Prompt> In the entries below, find the line with "For every instance of the dog tongue" and the line with "For every instance of the dog ear". Print those two and everything between them exactly, and nothing else.

Start of Material provided

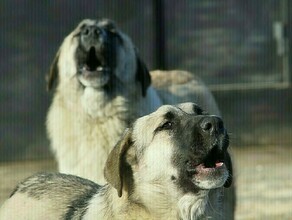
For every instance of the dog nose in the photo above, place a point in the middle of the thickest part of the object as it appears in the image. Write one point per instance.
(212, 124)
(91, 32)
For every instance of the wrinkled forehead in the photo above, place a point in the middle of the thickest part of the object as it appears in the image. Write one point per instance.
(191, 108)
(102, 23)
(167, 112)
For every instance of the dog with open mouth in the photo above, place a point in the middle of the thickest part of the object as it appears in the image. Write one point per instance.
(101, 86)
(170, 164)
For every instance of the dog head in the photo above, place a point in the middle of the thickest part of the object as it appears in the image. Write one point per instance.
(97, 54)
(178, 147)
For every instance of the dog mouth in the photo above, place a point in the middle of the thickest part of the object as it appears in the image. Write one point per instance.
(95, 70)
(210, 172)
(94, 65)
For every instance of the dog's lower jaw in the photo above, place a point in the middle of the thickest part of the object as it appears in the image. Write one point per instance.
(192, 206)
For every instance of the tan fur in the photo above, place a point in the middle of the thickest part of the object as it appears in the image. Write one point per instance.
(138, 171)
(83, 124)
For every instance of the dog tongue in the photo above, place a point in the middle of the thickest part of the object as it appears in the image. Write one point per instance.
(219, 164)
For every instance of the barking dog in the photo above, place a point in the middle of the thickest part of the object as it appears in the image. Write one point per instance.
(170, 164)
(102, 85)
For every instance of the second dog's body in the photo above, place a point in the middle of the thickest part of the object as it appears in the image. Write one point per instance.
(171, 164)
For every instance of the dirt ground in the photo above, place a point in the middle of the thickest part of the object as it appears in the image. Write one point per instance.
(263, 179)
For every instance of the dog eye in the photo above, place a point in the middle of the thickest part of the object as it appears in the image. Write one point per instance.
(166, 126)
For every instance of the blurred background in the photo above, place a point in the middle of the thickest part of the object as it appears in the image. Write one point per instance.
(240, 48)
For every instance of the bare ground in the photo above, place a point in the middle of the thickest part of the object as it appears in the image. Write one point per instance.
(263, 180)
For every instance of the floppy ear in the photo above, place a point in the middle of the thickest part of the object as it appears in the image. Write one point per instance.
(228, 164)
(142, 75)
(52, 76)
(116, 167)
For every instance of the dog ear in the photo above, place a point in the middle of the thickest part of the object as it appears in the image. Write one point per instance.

End of Material provided
Start of Material provided

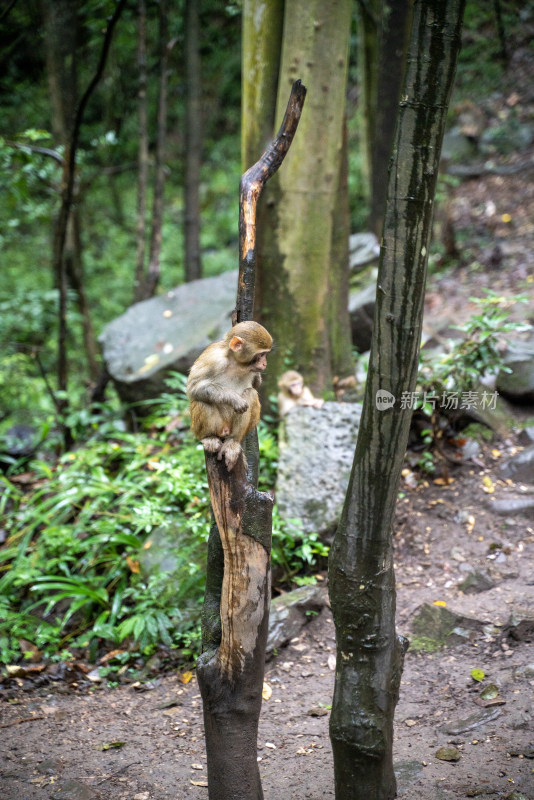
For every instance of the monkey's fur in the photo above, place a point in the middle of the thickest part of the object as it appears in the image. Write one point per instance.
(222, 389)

End of Material provided

Finished task>
For every instance of the dog tongue in the photo above, place a point in the middle of the thickest part of the object as it appears in the image. Write one point per instance.
(219, 164)
For every instance of the barking dog in the photo above, place a point in the middle of the thickest part of the object as it appears in the image. Write one point per instance.
(170, 164)
(102, 85)
For every instance of the second dog's body in the photo above, place a point in the middle of the thickest part of the object as it appears in the image. Write one point per instance.
(171, 164)
For every instance of the dirt ground in the photo above, place a point in the middle of the thickest part of the object as it appears in the image. Write one point per instance.
(263, 179)
For every instance of the dog eye in the photo above, place a point in the middle of the thickest part of the object as it appears in the image. Write one point per instance.
(166, 126)
For every instance of the blurred background in the photo above, place a point in the middle of the thickest part of the object as it appears in the image. Write one point per instance.
(240, 48)
For every instance of the bare ground in the photo above, place a point in the middle of the thickest part of the object as it appears in the image. Write one point per instance.
(263, 180)
For every instance of the floppy ear in the photo above, place a point in the middle of the thickest part of the object as it appears in the image. Write one point per instance.
(228, 164)
(142, 75)
(52, 76)
(116, 167)
For every instance of the dog ear in the photo above, place a point in the middle of the thickest part of the object as it appears in the image. Write one point per instance.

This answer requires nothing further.